→ Ce que vous ferez
Prolongez le passage sur Deborah de Robertis à la suite de sa dernière phrase.
=== Passage extrait ===
Et bien que le féminisme jouisse désormais d’une reconnaissance et soit affiché dans les programmations esthétiques, Deborah de Robertis n’a cessé d’affronter les cercles de pouvoir artistiques, enracinés dans, écrit-elle encore, une « fraternité politique » qui explique le « blacklisting » ambigu dont son œuvre fait l’objet.

L’artiste rappelle que les institutions fonctionnent toujours selon un modèle patriarcal riche d’abus de toutes sortes envers les artistes femmes. Néanmoins en 2019, Ainhoa Achutegui, directrice au Luxembourg de l’Abbaye de Neumünster, s’est interrogée dans son plaidoyer féministe sur les attaques envers la réception des performances de l’artiste. Elle a rappelé que « Beaucoup d’institutions prennent leurs distances vis-à-vis de Deborah de Robertis ». Il est vrai que son « corps révolutionnaire » gêne tant il nous regarde encore plus que nous le regardons.

En rencontrant Ainhoa Achutegui, revendicatrice d’un féminisme radical, elle a donc commencé à trouver en un soutien progressif à son travail. Ce qui ne se fit pas sans mal : l’artiste n’osait franchir les portes de son bureau pour recevoir son soutien effectif. Mais la féministe directrice lui permet de mettre à bien son projet : faire exploser le plafond de verre qui détruit l’œuvre des créatrices. Elle trouve en un tel appui de quoi échapper aux risques associés aux soutiens « officieux » qui ont marqué son corps et empêché si souvent son travail.

Ayant confronté, par ses performances, un certain nombre de grands musées, les voies classiques de la présentation en de telles institutions lui furent sine die fermées. Dès lors son œuvre et son action étaient menacées.

La créatrice a obtenu une résidence qui permet une programmation enfin officielle. L’institution lui offre la visibilité du travail et sa présentation en une pièce aboutie qui permet à son œuvre de voir le jour et d’être menée à terme in situ sans le risque d’un interdit et une censure.

Pour la toute première fois, elle peut enfin demander l’autorisation de performer sans interruption violente et intervention policière en sollicitant après tant d’années le soutien financier d’une institution publique. Sa lutte prend donc un nouveau jour. Celle qui exerce sa recherche en dehors du système qu’elle ne cesse de dénoncer s’en remet ainsi à une femme installée à l’intérieur du même système et qui refuse d’ostraciser — tant s’en faut — le travail féminin artistique.
=== Données extraites ===
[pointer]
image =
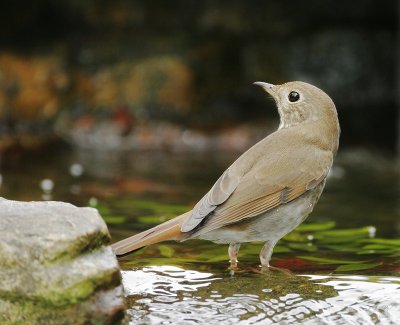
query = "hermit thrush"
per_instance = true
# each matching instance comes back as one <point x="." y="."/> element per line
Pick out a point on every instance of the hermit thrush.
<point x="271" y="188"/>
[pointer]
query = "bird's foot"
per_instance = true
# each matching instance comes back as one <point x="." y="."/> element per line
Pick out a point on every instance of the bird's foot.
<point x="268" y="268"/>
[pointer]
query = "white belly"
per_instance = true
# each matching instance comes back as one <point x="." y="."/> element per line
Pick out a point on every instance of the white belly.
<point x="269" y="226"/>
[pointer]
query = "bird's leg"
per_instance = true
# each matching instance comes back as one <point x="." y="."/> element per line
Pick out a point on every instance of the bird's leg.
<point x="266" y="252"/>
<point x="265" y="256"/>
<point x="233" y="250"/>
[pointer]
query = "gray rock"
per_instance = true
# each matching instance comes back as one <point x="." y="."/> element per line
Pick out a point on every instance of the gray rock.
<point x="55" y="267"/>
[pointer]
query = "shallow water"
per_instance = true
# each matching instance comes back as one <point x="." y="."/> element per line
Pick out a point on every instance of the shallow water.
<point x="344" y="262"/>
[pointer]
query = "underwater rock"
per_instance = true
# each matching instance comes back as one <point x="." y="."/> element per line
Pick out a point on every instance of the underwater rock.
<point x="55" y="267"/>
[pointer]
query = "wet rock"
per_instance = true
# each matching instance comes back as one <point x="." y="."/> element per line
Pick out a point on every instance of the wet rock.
===
=== Données extraites ===
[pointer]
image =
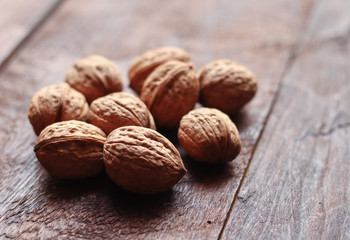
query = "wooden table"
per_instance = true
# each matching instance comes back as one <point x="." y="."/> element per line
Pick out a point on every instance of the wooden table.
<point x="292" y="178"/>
===
→ La réponse
L’aspect économique qui recouvre des enjeux politiques féministes majeurs de la lutte de l’artiste n’est jamais oblitéré par Deborah de Robertis. Toutefois, elle s’est sentie gênée par sa demande. Elle estimait pratiquer une démarche opportunisme (reproche dont les artistes hommes s’exemptent facilement...). Mais de tout temps, la société reproche aux femmes une telle (im)posture. 

Néanmoins et enfin, pour ses performances, elle osa désirer davantage que la seule place d’objet exploité. À l’Abbaye de Neïmenster, elle a pu présenter la « restitution » de son travail en cours pendant ce séjour entre ces murs. Entre autres en créant le dispositif d’une rencontre intime en clin d’œil au film d’Eustache. « “Une Sale Histoire“ est en effet pour elle, au cinéma, ce qu’est “L’Origine du Monde“ à l’histoire de l’art » écrit Deborah de Robertis. Dans le cadre de cette résidence de recherche et ce jour-là a, dit-elle, ouvert « les portes de son “salon“ comme j’ouvre mes cuisses pour laisser entrevoir “l’œil du sexe“ ».

Pour autant le gène engendré par de Robertis dans sa démarche de requête face aux directrices, lui fait poser et inclure dans sa réflexion le rôle des femmes en tant que responsables d’institutions. « Vont-elles contrecarrer ce "proxénétisme institutionnel" coutumier, ou au contraire continuer à fermer les yeux pour protéger leurs privilèges acquis ? » se demande la créatrice.

Et pour le préciser, elle prend l’exemple d’une autre des rares femmes de pouvoir avec auxquelles elle a eu affaire pour sa défense et sa reconnaissance dans un monde de l’art hier encore, exclusivement masculin : Chiarra Parisi.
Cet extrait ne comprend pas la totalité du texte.